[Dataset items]
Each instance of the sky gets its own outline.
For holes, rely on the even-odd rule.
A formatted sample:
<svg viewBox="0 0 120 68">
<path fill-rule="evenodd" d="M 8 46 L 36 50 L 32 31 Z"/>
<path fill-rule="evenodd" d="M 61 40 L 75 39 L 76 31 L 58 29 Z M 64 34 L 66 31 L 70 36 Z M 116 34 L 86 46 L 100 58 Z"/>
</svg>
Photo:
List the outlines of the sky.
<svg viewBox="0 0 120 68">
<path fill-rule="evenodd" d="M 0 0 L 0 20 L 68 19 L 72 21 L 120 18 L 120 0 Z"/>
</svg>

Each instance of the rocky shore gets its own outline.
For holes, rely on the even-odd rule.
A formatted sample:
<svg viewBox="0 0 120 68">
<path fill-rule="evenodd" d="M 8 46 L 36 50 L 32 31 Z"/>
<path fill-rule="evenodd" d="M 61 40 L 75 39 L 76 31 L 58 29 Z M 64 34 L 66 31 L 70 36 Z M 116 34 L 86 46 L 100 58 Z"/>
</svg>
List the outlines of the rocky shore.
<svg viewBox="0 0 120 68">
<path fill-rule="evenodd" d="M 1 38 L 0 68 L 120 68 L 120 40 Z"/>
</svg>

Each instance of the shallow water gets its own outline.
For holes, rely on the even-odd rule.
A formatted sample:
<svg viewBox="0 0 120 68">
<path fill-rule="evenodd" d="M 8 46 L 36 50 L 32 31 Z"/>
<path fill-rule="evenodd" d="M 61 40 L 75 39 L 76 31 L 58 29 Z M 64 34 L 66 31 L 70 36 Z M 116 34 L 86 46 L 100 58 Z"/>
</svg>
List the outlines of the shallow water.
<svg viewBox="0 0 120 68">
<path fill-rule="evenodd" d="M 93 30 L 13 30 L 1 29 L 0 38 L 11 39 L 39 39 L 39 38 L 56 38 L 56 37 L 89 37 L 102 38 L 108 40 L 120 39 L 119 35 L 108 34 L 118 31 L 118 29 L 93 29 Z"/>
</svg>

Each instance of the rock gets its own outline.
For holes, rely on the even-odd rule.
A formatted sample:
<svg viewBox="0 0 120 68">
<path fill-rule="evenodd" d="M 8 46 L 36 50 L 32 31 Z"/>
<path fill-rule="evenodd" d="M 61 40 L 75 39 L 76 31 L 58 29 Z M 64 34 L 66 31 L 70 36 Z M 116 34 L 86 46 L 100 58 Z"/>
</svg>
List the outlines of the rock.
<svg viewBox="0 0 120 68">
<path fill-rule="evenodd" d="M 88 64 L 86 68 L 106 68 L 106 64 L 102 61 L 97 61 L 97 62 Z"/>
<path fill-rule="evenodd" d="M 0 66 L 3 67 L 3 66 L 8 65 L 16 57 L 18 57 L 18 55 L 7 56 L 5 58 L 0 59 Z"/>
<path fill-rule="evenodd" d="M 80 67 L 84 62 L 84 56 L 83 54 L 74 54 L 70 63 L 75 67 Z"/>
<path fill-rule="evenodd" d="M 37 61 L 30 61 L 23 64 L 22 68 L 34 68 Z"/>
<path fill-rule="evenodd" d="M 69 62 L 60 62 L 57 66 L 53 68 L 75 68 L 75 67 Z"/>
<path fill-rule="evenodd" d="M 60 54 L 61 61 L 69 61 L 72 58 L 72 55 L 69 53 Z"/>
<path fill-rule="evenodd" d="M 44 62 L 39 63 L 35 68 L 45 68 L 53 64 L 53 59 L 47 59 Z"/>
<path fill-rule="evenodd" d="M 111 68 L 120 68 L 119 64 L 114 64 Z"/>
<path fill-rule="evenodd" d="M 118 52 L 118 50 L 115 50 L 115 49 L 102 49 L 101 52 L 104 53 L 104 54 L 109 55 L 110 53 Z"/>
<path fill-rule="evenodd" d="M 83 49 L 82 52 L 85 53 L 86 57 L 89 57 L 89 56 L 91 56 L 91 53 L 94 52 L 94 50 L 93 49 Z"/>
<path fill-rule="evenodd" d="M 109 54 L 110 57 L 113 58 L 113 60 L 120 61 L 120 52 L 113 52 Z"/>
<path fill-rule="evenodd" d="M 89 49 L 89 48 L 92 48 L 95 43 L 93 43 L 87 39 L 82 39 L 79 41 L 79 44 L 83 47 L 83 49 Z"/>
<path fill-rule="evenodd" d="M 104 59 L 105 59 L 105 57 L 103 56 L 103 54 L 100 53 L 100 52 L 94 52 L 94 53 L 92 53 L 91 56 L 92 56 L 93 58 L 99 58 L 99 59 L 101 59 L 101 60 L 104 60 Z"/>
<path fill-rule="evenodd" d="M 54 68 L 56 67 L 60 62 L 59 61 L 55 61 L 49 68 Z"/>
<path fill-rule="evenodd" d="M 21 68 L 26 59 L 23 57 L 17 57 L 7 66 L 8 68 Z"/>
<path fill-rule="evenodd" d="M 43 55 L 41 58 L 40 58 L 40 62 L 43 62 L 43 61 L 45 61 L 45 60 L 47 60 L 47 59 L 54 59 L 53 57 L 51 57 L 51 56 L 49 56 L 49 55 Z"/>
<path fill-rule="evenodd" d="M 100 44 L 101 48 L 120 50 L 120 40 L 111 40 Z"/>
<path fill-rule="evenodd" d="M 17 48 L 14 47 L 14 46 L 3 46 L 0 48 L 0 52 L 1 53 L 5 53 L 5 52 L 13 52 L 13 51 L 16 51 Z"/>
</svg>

## Requirements
Repeat all the entries exactly as given.

## Finished exercise
Each instance of the sky gets its own outline.
For holes, rely on the even-odd rule.
A formatted sample:
<svg viewBox="0 0 120 68">
<path fill-rule="evenodd" d="M 8 46 L 36 50 L 32 31 Z"/>
<path fill-rule="evenodd" d="M 61 40 L 75 39 L 76 31 L 58 29 Z M 64 34 L 66 31 L 70 36 Z M 116 34 L 86 46 L 100 58 Z"/>
</svg>
Photo:
List the outlines of the sky.
<svg viewBox="0 0 120 68">
<path fill-rule="evenodd" d="M 0 0 L 0 20 L 68 19 L 72 21 L 120 18 L 120 0 Z"/>
</svg>

Each instance of the rocky shore gets its own outline.
For holes, rely on the even-odd rule.
A formatted sample:
<svg viewBox="0 0 120 68">
<path fill-rule="evenodd" d="M 8 46 L 36 50 L 32 31 Z"/>
<path fill-rule="evenodd" d="M 61 40 L 75 39 L 76 31 L 58 29 Z M 64 34 L 66 31 L 70 36 Z M 116 34 L 86 46 L 100 58 Z"/>
</svg>
List the outlines of the rocky shore.
<svg viewBox="0 0 120 68">
<path fill-rule="evenodd" d="M 1 38 L 0 68 L 120 68 L 120 40 Z"/>
</svg>

Each instance of the shallow water gets its own outline.
For holes, rely on the even-odd rule.
A formatted sample:
<svg viewBox="0 0 120 68">
<path fill-rule="evenodd" d="M 8 46 L 36 50 L 32 31 Z"/>
<path fill-rule="evenodd" d="M 61 40 L 75 39 L 76 31 L 58 29 Z M 64 34 L 66 31 L 70 36 Z M 116 34 L 86 46 L 100 58 Z"/>
</svg>
List the outlines of the shallow water.
<svg viewBox="0 0 120 68">
<path fill-rule="evenodd" d="M 93 30 L 13 30 L 1 29 L 0 38 L 11 39 L 39 39 L 39 38 L 56 38 L 56 37 L 89 37 L 102 38 L 108 40 L 120 39 L 119 35 L 108 34 L 118 31 L 118 29 L 93 29 Z"/>
</svg>

Each instance of the rock gets its own outline.
For holes, rely on the even-odd rule.
A formatted sample:
<svg viewBox="0 0 120 68">
<path fill-rule="evenodd" d="M 8 46 L 36 50 L 32 31 Z"/>
<path fill-rule="evenodd" d="M 61 40 L 75 39 L 76 31 L 58 29 Z M 64 34 L 66 31 L 70 36 Z M 116 34 L 86 46 L 100 58 Z"/>
</svg>
List the outlines of the rock.
<svg viewBox="0 0 120 68">
<path fill-rule="evenodd" d="M 88 64 L 86 68 L 106 68 L 106 64 L 102 61 L 97 61 L 97 62 Z"/>
<path fill-rule="evenodd" d="M 0 66 L 3 67 L 3 66 L 8 65 L 16 57 L 18 57 L 18 55 L 7 56 L 5 58 L 0 59 Z"/>
<path fill-rule="evenodd" d="M 80 67 L 84 62 L 84 56 L 83 54 L 74 54 L 70 63 L 75 67 Z"/>
<path fill-rule="evenodd" d="M 37 61 L 30 61 L 23 64 L 22 68 L 34 68 Z"/>
<path fill-rule="evenodd" d="M 69 62 L 60 62 L 57 66 L 53 68 L 75 68 L 75 67 Z"/>
<path fill-rule="evenodd" d="M 60 54 L 61 61 L 69 61 L 72 58 L 72 55 L 69 53 Z"/>
<path fill-rule="evenodd" d="M 44 62 L 39 63 L 35 68 L 45 68 L 53 64 L 53 59 L 47 59 Z"/>
<path fill-rule="evenodd" d="M 111 68 L 120 68 L 119 64 L 114 64 Z"/>
<path fill-rule="evenodd" d="M 118 52 L 118 50 L 115 50 L 115 49 L 102 49 L 101 52 L 104 53 L 104 54 L 109 55 L 110 53 Z"/>
<path fill-rule="evenodd" d="M 83 49 L 82 52 L 85 53 L 86 57 L 89 57 L 89 56 L 91 56 L 91 53 L 94 52 L 94 50 L 93 49 Z"/>
<path fill-rule="evenodd" d="M 109 54 L 110 57 L 113 58 L 113 60 L 120 61 L 120 52 L 113 52 Z"/>
<path fill-rule="evenodd" d="M 89 49 L 89 48 L 92 48 L 95 43 L 93 43 L 87 39 L 82 39 L 79 41 L 79 44 L 83 47 L 83 49 Z"/>
<path fill-rule="evenodd" d="M 104 59 L 105 59 L 105 57 L 103 56 L 103 54 L 100 53 L 100 52 L 94 52 L 94 53 L 92 53 L 91 56 L 92 56 L 93 58 L 99 58 L 99 59 L 101 59 L 101 60 L 104 60 Z"/>
<path fill-rule="evenodd" d="M 54 68 L 56 67 L 60 62 L 59 61 L 55 61 L 49 68 Z"/>
<path fill-rule="evenodd" d="M 21 68 L 26 59 L 23 57 L 17 57 L 7 66 L 8 68 Z"/>
<path fill-rule="evenodd" d="M 43 55 L 41 58 L 40 58 L 40 62 L 43 62 L 43 61 L 45 61 L 45 60 L 47 60 L 47 59 L 54 59 L 53 57 L 51 57 L 51 56 L 49 56 L 49 55 Z"/>
<path fill-rule="evenodd" d="M 100 44 L 101 48 L 120 50 L 120 40 L 111 40 Z"/>
<path fill-rule="evenodd" d="M 17 48 L 14 47 L 14 46 L 3 46 L 0 48 L 0 52 L 1 53 L 5 53 L 5 52 L 13 52 L 13 51 L 16 51 Z"/>
</svg>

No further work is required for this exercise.